TO DO => Produce a faithful copy of every record below, without the pictures.

DATASET EXCERPTS =>
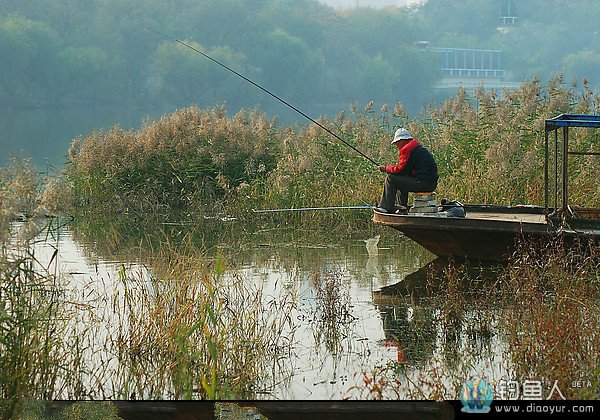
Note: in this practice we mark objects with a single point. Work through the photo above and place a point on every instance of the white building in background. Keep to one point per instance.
(350, 4)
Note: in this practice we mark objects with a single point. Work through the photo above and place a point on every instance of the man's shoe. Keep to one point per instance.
(401, 210)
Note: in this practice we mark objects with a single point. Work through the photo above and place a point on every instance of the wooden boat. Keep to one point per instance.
(490, 232)
(350, 410)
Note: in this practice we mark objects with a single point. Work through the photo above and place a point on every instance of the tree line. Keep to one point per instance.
(108, 53)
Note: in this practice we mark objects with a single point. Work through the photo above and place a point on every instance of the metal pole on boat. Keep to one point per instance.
(268, 92)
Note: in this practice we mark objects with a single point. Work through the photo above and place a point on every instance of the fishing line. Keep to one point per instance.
(283, 101)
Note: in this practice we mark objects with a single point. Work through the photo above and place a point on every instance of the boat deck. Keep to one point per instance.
(508, 217)
(486, 232)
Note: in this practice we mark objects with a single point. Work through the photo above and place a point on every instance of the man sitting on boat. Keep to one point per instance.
(416, 171)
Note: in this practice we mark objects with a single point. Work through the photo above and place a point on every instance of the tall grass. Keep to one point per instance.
(488, 148)
(552, 327)
(196, 333)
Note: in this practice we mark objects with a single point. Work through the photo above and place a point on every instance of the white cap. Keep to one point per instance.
(401, 134)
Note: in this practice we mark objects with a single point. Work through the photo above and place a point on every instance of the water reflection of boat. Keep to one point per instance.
(412, 324)
(291, 410)
(489, 232)
(431, 278)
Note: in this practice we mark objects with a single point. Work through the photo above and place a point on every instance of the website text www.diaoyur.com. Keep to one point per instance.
(545, 408)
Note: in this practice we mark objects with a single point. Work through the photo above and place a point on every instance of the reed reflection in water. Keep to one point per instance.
(340, 331)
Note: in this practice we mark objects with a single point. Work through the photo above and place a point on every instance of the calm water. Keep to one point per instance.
(406, 329)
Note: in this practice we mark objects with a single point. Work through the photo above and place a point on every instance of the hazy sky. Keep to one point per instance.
(367, 3)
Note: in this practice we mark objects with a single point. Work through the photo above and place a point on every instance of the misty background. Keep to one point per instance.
(72, 66)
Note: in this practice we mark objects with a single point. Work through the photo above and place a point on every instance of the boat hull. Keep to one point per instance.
(486, 233)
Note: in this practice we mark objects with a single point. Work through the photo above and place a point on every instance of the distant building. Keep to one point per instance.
(470, 68)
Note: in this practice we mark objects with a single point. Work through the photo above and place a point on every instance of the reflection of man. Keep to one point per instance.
(416, 171)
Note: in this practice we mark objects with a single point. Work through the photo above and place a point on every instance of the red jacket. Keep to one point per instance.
(415, 160)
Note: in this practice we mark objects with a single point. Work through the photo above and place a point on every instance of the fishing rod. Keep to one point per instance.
(312, 208)
(283, 101)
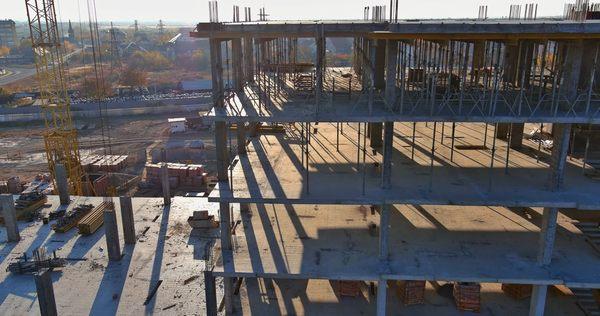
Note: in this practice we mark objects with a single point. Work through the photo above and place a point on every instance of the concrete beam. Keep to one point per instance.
(62, 183)
(45, 292)
(9, 213)
(127, 219)
(164, 179)
(111, 230)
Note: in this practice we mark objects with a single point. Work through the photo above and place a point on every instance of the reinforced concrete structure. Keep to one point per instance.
(427, 121)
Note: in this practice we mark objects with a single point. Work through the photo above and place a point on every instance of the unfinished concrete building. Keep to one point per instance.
(420, 143)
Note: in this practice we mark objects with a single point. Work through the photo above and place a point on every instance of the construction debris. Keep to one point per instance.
(411, 292)
(90, 223)
(40, 260)
(201, 220)
(467, 296)
(517, 291)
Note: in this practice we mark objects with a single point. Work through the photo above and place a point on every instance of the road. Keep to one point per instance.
(16, 75)
(22, 73)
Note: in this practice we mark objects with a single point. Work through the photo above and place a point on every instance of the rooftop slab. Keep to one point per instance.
(477, 244)
(406, 29)
(274, 171)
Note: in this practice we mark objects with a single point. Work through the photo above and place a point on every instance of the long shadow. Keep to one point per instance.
(112, 284)
(158, 256)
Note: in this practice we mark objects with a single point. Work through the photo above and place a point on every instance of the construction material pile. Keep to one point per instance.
(90, 223)
(40, 260)
(467, 296)
(201, 220)
(104, 163)
(72, 218)
(349, 288)
(185, 175)
(411, 292)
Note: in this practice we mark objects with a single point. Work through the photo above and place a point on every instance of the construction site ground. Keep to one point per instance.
(22, 147)
(168, 249)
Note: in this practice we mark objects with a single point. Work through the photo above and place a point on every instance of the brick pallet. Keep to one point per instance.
(90, 223)
(349, 288)
(467, 296)
(411, 292)
(517, 291)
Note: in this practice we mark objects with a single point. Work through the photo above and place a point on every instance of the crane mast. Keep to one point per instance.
(60, 137)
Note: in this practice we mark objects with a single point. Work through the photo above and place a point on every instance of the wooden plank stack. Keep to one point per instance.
(90, 223)
(349, 288)
(411, 292)
(467, 296)
(517, 291)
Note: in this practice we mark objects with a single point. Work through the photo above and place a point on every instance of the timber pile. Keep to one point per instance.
(467, 296)
(517, 291)
(71, 219)
(411, 292)
(349, 288)
(90, 223)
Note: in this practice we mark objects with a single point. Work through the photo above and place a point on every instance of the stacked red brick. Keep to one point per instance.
(517, 291)
(349, 288)
(179, 174)
(467, 296)
(411, 292)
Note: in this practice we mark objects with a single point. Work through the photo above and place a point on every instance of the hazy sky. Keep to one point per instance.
(191, 11)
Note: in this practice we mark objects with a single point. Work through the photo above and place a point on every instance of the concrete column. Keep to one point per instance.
(237, 61)
(516, 138)
(381, 298)
(45, 292)
(62, 183)
(224, 222)
(391, 66)
(164, 179)
(376, 134)
(210, 291)
(388, 148)
(216, 67)
(549, 220)
(241, 138)
(538, 300)
(379, 64)
(127, 219)
(572, 70)
(111, 231)
(249, 59)
(221, 148)
(9, 213)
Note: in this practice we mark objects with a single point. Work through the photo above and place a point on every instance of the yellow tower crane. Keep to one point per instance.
(60, 137)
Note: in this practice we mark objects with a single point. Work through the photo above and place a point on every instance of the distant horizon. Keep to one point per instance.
(186, 12)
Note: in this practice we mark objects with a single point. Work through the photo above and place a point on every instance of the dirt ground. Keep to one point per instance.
(22, 147)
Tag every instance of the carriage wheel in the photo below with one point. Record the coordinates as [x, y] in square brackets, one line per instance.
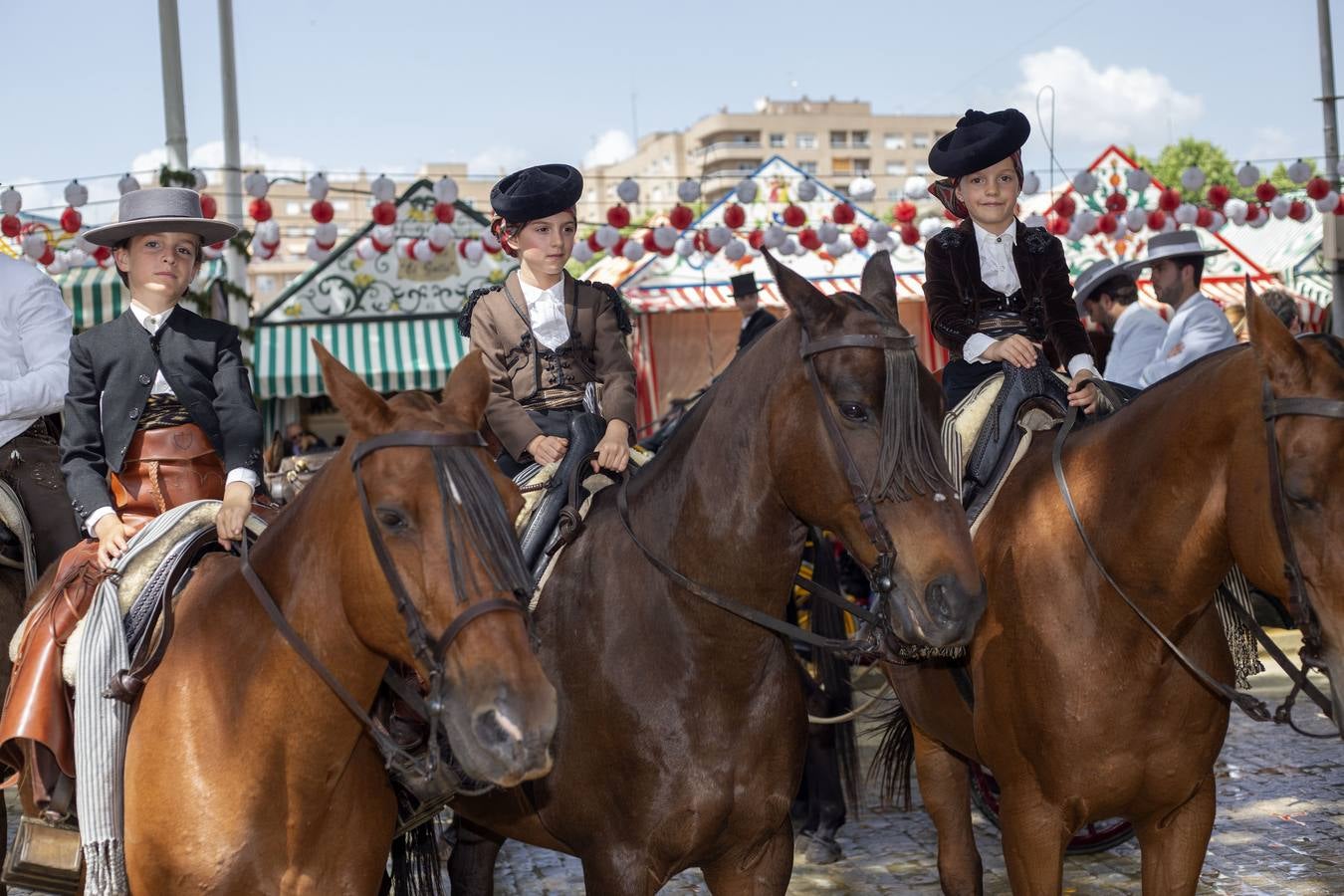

RESPONSE TO THE TASK =>
Note: in this practice we mark objects with a single point. Work through the photo above and place a point on every instance of the white building in background. Keep to one point per instance.
(350, 4)
Note: in this practice we mark objects with a single point. Work through the photo above and place a point on every instance of the man's shoe. Keep to one point per instance.
(401, 210)
Note: in this practice we mark objects with a single point. Work through the photo above and place a point on every instance of the wooden boat. Keep to one point per instance.
(490, 232)
(350, 410)
Note: in this practice we mark objects with a single point. Work through the photo above and place a point on every instance of the tree line. Keep to one point per instance.
(108, 53)
Note: in this practice we mark objects with a single point. Work through the photo above and place a point on every instance of the metal pole on boat. Keep to one point per instance.
(268, 92)
Note: in this practice we mark objects with a single point. Work through the photo above and place a point on every instance of the fishing line. Keep to one point per instance.
(283, 101)
Note: in this practice we mark objects with a single point. Work through the photo above and place a point on every instance of the boat deck. Keep to one point per instance.
(508, 217)
(486, 232)
Note: in this practice we mark objects with a single point. Work through the photo above and place a point on every instance of the man sitting on boat. Keep to one point per instance.
(416, 171)
Note: in this practice we mark objects with a single point. Work through the photo above and place a point on every instance of the tall grass. Keep to one point per instance.
(488, 148)
(552, 327)
(196, 333)
Note: in this practice we mark objects with a single point. Work through the photo above and place a point on every instance of the white cap. Keep to one point per instance.
(401, 134)
Note: in this practice we mark objects with a single point. Work through the photo above and place a point on every instance of the water reflection of boat. Keep to one point per instance.
(412, 324)
(291, 410)
(489, 232)
(431, 278)
Note: in this practice we mark objects with a single point. Work through the photo above and place a point on every instance of the website text www.diaoyur.com. Keep to one point per instance.
(545, 408)
Note: in this practice we mark objects with a single point. Work through the photo above and place a point on every instance of the reed reflection in water. Keep to one point per instance.
(340, 331)
Note: in this practice we mark objects with a single point. Work through the photo above and place a point on every instance of the calm water. Keep to one point per instance.
(406, 329)
Note: in this practice we mark objects with a single point. Work through the photo above and place a point on every instance of the hazy sky. Keep to one point per instance.
(367, 3)
Note: in this practice we mark objects with a single point. Work through the photo above and place a point on every instance of the misty background. Keep to one point per instance.
(72, 66)
Note: in this practice we mark objects with a single point. Work through the photo above and place a point on every instance of the boat hull. Keep to one point per instance.
(486, 233)
Note: in this practice we mark objects with a single point. Work through the photo above and place a point on every instance of the distant building. Keep to one point per instance.
(470, 68)
Note: in this practice we mark objects with a single point. Work through the photo above and place a point on every instance of the reflection of man. Keep to one point per instance.
(416, 171)
Note: in this practice we mark objects with a single point. Work through the photo above and place a point on every instance of the red jacket. Keep to one point per instance.
(415, 160)
Note: in this practice we mark objects with a single point. Work through the photo above and place a point on every instance of the fishing rod. Keep to one point per instance.
(312, 208)
(283, 101)
Note: in this practice we mark objects with a single point. Work through the photo above and place a point on every instance of the concrete beam. Keep to one point per instance.
(62, 183)
(45, 292)
(9, 213)
(127, 219)
(164, 179)
(111, 230)
Note: in this practice we mark objects with a single point. Work through the photo above and place a point on every instance of the reinforced concrete structure. Keep to one point per instance.
(427, 121)
Note: in this practice we mark objects with a single point. Work through the photo above and place a point on every instance of the unfinished concrete building. Keep to one point per instance.
(420, 143)
Note: in this practice we mark objects with a single point. Work through the photo above and place a point on every instance of the construction debris. Keep to one point per instance.
(411, 292)
(90, 223)
(40, 260)
(201, 220)
(467, 296)
(517, 291)
Note: in this practice we mark objects with a single point. Work through the photo above and place a point on every instance of the road. Keep to one point per instance.
(16, 75)
(22, 73)
Note: in this practice we mark objects with a single point. Work through the photo above and place a point on every instance of the rooftop slab. Keep to one point per instance.
(477, 244)
(406, 29)
(274, 171)
Note: in this practice we mark objects with a single point. Work through the photo above and place a point on every instance of the long shadow. Keep to one point per instance.
(112, 284)
(158, 256)
Note: in this practice we mark objects with a single point. Work through the photo above and place a point on every instance of the construction material pile. Keep to one point per instance.
(90, 223)
(40, 260)
(467, 296)
(201, 220)
(104, 163)
(72, 218)
(349, 288)
(185, 175)
(411, 292)
Note: in this practice we mark objects with a single point. Work through the photo above and place a point on every instance of the construction site ground. Keep to one point per instance.
(22, 147)
(168, 249)
Note: in this practice we mark objects with a single point. Work through the photo above and place a point on every instance of the brick pallet. Keep to one point per instance.
(90, 223)
(349, 288)
(467, 296)
(411, 292)
(517, 291)
Note: in this practice we mark objects with a single point. Work through the photo above and place a point on every instance of the crane mast. Keep to one point per instance.
(60, 137)
Note: in this practice we mark objects with a single point. Work through the photo above and place a point on every instance of the wooden plank stack. Keep to one point per instance.
(90, 223)
(349, 288)
(411, 292)
(467, 296)
(517, 291)
Note: in this practice we mark objects with a single point. Work through the photo above and place a point on every instance of the timber pile. Keep to one point per instance.
(467, 296)
(517, 291)
(71, 219)
(411, 292)
(349, 288)
(90, 223)
Note: in this practice we mark objects with a single point. Work through the photo above and place a point on every instance of the stacked red brick. Keep to one point per instance.
(517, 291)
(349, 288)
(179, 174)
(467, 296)
(411, 292)
Note: in this practice we mark objects with a single point. Work through the photo above and place a point on every instance of the hazy sky. Keep to one point per instance.
(191, 11)
Note: in this practice we mark objects with a single point. Work through the photo above and place a point on every instance of the concrete column. Keep to one point per instance.
(237, 61)
(516, 138)
(381, 298)
(45, 292)
(62, 183)
(224, 222)
(391, 66)
(164, 179)
(376, 134)
(210, 291)
(388, 148)
(216, 67)
(549, 220)
(241, 138)
(538, 300)
(379, 64)
(127, 219)
(572, 70)
(111, 231)
(249, 59)
(221, 148)
(9, 213)
Note: in this practice we mark objects with a single point. Work through the photo above and place a point on every instance of the yellow tower crane. Keep to one point per instance.
(60, 137)
Note: in this practice we mark objects with a single point. Work through the photo above and place a point on every instance of the distant horizon. Keep to one point per instance.
(186, 12)
Note: in this practice we mark objects with a single point. Work through the photo above and place a point on every instance of the dirt ground. Keep to one point per instance.
(22, 147)
Tag every instance of the carriage wheel in the photo below with one point. Record the coordinates as [x, y] in square brackets, one line per instance.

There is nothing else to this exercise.